- What is asked:
1. Duplicate the blog text from "Wednesday, March 9, 2011" up to and including "along the shore.".
2. Pick up the blog text after its last sentence and keep writing it.

- Text segment:
....
Saturday, October 22, 2011

Finding the perfect pumpkin at Carpinito Brothers Farm

Last weekend our family was on a mission to find the perfect pumpkin. The kids have been begging for one ever since the grocery store put big bins of them in front of their store, but I didn't want to get ours that way. I wanted to buy one from the source and pluck it from the ground and give my suburban children the family farm experience complete with corn mazes and fall colors and photo ops.
We searched online - - and the closest one we found was Carpinito Brothers Farm right off highway 167 in Kent, so we decided to make that our Saturday excursion.
It was a popular site that day and we had to park in the far lot but luckily we noticed plenty of wheel barrows available for hauling your produce picks back to your car. We wandered through the pumpkin patch pointing out the ones we thought were the best. There were so many! We waited until the end to get one though because we didn't want to have to lug it around with us while we were in the corn maze.

That's Mt. Rainier in the distance. Can you see it?


Carpinito Brothers Farm has TWO corn mazes - one "Huskies" maze in the shape of a football and helmet and one "Cougars" maze in the shape of, well, I couldn't figure out what it was but someone told me it was a cougar face. Not being sports fans or Washington natives, we had no allegiance to either school so we went in both, and there were times when I feared we'd never find our way out.


It's funny, the people your run into in a corn maze. Some follow the map and know exactly where they're going, determined to make it all the way through and gather hole punches in their card along the way. Most though, are lost and wandering around wide-eyed and a wee bit worried. It becomes a group effort to get through it with the map-tracking determined ones helping the lost find their bearings. We were, at times, both of these types and after nearly 3 and a half miles of maze-wandering, the wide-open pumpkin patch was a welcoming site.

Next, we headed to the produce stand where we picked out apples, onions, Swiss chard, cabbage, and squash. Then, we each picked out a decorative gourd - the ugliest, weirdest, wartiest ones we could find, and I got some flowers for our front porch. Lastly, and after some debate, we found our pumpkin - a great big 20-pounder, perfectly plump with a stable base and smooth canvas for carving. We got everything weighed, paid, and hauled a wheel barrow back to the car brimming with our autumn bounty.

Wednesday, March 9, 2011

Lincoln Park up and down

A few weekends ago we visited Lincoln Park, a bluff on overlooking the Puget Sound. It has amazing views of the sound and the Olympic mountains...

and long, steep, winding trails...


leading to a path along the shore.
....
- Record list:
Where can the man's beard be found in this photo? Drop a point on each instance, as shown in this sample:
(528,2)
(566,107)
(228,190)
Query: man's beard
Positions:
....
- Results of the tasks:
1.
Wednesday, March 9, 2011

Lincoln Park up and down

A few weekends ago we visited Lincoln Park, a bluff on overlooking the Puget Sound. It has amazing views of the sound and the Olympic mountains...

and long, steep, winding trails...


leading to a path along the shore.

2.
It was freezing cold and super windy, so there weren't too many other people there that day.

The shore is littered (naturally so) with driftwood 

which is very hard to walk on.

I want to know how old this tree is, where it came from, how it got here. 

That tree's been around!

Sage left his mark.

The trail back up:

That's Sage and me waaaaay down at the bottom.

Sunday, February 20, 2011

Gas Works Park in the wind and rain

Sometimes we don't look at the weather report when we head out on a family excursion, or sometimes we do but the sky is clear and blue so we head out anyway. We've found though, that Seattle skies can change in a matter of minutes and clear and blue can quickly give way to gray and rainy. That's what our trip to Gas Works Park was like last Saturday. Our entrance to the park was greeted with clear skies and gigantic abandoned machinery

and other odd-shaped structures.

Located on the site of the former Seattle Gas Light Company gasification plant, Gas Works Park has preserved the structures that most communities have torn down, and that's what makes it so fascinating.

We're used to seeing structures like this as the detritus of the industrial age, defunct and rusty behemoths that make you think, I bet that soil is polluted with a million carcinogens. Yet somehow, when they're preserved and painted and put on display, you're compelled see it differently. Wikipedia describes it as a rare example of "industrial archeology." I like that term.

Inside what's known as the "play barn," you can see the welding and the rivets and the ingenuity that went into assembling these structures.

And feel the haunting stillness and silence of these once-productive machines.

You can touch the cold hard steel and look up iron-clad towers.

These things were built to last.

They even outlasted their industry.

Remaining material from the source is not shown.